_読解本文:_
↓↓↓
皆さんは「緩和ケア病棟」という言葉を聞いて、何を連想しますか?
「死を意味する場所」というイメージを持っている方も多いのではないでしょうか。でも実際は、緩和ケア病棟は「死ぬ場所」ではなく、「生きる場所」です。
WHO(世界保健機関)は緩和ケアをこのように定義しています。
緩和ケアとは、生命を脅かす疾患による問題に直面している患者とその家族に対して、痛みやその他の身体的問題、 心理社会的問題、スピリチュアルな問題を早期に発見し、的確なアセスメントと対処(治療・処置)を行うことによって、 苦しみを予防し、和らげることで、クオリティ・オブ・ライフを改善するアプローチである(日本ホスピス緩和ケア協会HPより)
クオリティ・オブ・ライフとは、「生活の質」という意味です。
緩和ケアとは簡単に言えば、がん等の生命を脅かす病気に直面する患者さんとそのご家族に行われる、ケアそのものを指します。そして、そのようなケアを提供する場所が緩和ケア病棟です。
先月、埼玉石心会病院の緩和ケア病棟にお邪魔しました。
病棟はサンルームのようなデザインで、太陽の光が差し込み、窓からは狭山市が見渡せます。
ナースステーションの前には台所やダイニングルームがあり、とても居心地の良い空間。デザインや雰囲気など、私が以前音楽療法士として働いていた、オハイオ州のホスピスの病棟とよく似ていました。
ダイニングルームにキーボードがあったので何曲か弾いていると、車椅子に座った患者さんが2人部屋から出てきました。40代後半の女性と、50代の男性でした。
患者さんたちがもっと音楽を聴きたいということだったので、ギターの伴奏で「エーデルワイス」を唄うと、二人とも笑顔になりました。
その後、二人がこの病棟でどのように過ごしているのか聞きました。
女性は、長年の闘病生活の末、この病棟にたどり着いたそうです。
「私は、ここでやさしいスタッフに囲まれて、日々を過ごしています」と彼女は微笑み、
「...ここに居れて幸せです」と涙ぐみました。
男性はとても顔色もよく、気分も落ち着いているようでした。
「家族もよく面会に来てくれますしね。それが楽しみなんです」
↑↑↑
_表示データ:_
↓↓↓
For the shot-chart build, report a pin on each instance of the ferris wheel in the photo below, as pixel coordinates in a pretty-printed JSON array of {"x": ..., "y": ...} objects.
↑↑↑
_課題の指示:_
**A)** 本文から、「皆さんは「緩和ケア病棟」という言葉を聞いて、何を連想しますか?」を含む語句で始まり「女性は、長年の闘病生活の末、この病棟にたどり着いたそうです。」で終わる部分を、一字も変えずに書き写しなさい。
**B)** 本文で、筆者がギターの伴奏で「エーデルワイス」を唄ったのはなぜか、本文に書かれている理由を一〜三文で説明しなさい。
**C)** 本文をもとに、次の問いにそれぞれ短く答えなさい。
(i) クオリティ・オブ・ライフとはどういう意味か。
(ii) 埼玉石心会病院の緩和ケア病棟の窓から見渡せるのはどこか。
(iii) 筆者が以前音楽療法士として働いていたのはどこのホスピスか。

_解答:_
**A)**
皆さんは「緩和ケア病棟」という言葉を聞いて、何を連想しますか?
「死を意味する場所」というイメージを持っている方も多いのではないでしょうか。でも実際は、緩和ケア病棟は「死ぬ場所」ではなく、「生きる場所」です。
WHO(世界保健機関)は緩和ケアをこのように定義しています。
緩和ケアとは、生命を脅かす疾患による問題に直面している患者とその家族に対して、痛みやその他の身体的問題、 心理社会的問題、スピリチュアルな問題を早期に発見し、的確なアセスメントと対処(治療・処置)を行うことによって、 苦しみを予防し、和らげることで、クオリティ・オブ・ライフを改善するアプローチである(日本ホスピス緩和ケア協会HPより)
クオリティ・オブ・ライフとは、「生活の質」という意味です。
緩和ケアとは簡単に言えば、がん等の生命を脅かす病気に直面する患者さんとそのご家族に行われる、ケアそのものを指します。そして、そのようなケアを提供する場所が緩和ケア病棟です。
先月、埼玉石心会病院の緩和ケア病棟にお邪魔しました。
病棟はサンルームのようなデザインで、太陽の光が差し込み、窓からは狭山市が見渡せます。
ナースステーションの前には台所やダイニングルームがあり、とても居心地の良い空間。デザインや雰囲気など、私が以前音楽療法士として働いていた、オハイオ州のホスピスの病棟とよく似ていました。
ダイニングルームにキーボードがあったので何曲か弾いていると、車椅子に座った患者さんが2人部屋から出てきました。40代後半の女性と、50代の男性でした。
患者さんたちがもっと音楽を聴きたいということだったので、ギターの伴奏で「エーデルワイス」を唄うと、二人とも笑顔になりました。
その後、二人がこの病棟でどのように過ごしているのか聞きました。
女性は、長年の闘病生活の末、この病棟にたどり着いたそうです。

**B)** ダイニングルームのキーボードで何曲か弾いていると、車椅子に座った患者さん2人が部屋から出てきました。その患者さんたちがもっと音楽を聴きたいということだったので、筆者は唄いました。

**C)**
(i) 「生活の質」という意味
(ii) 狭山市
(iii) オハイオ州のホスピス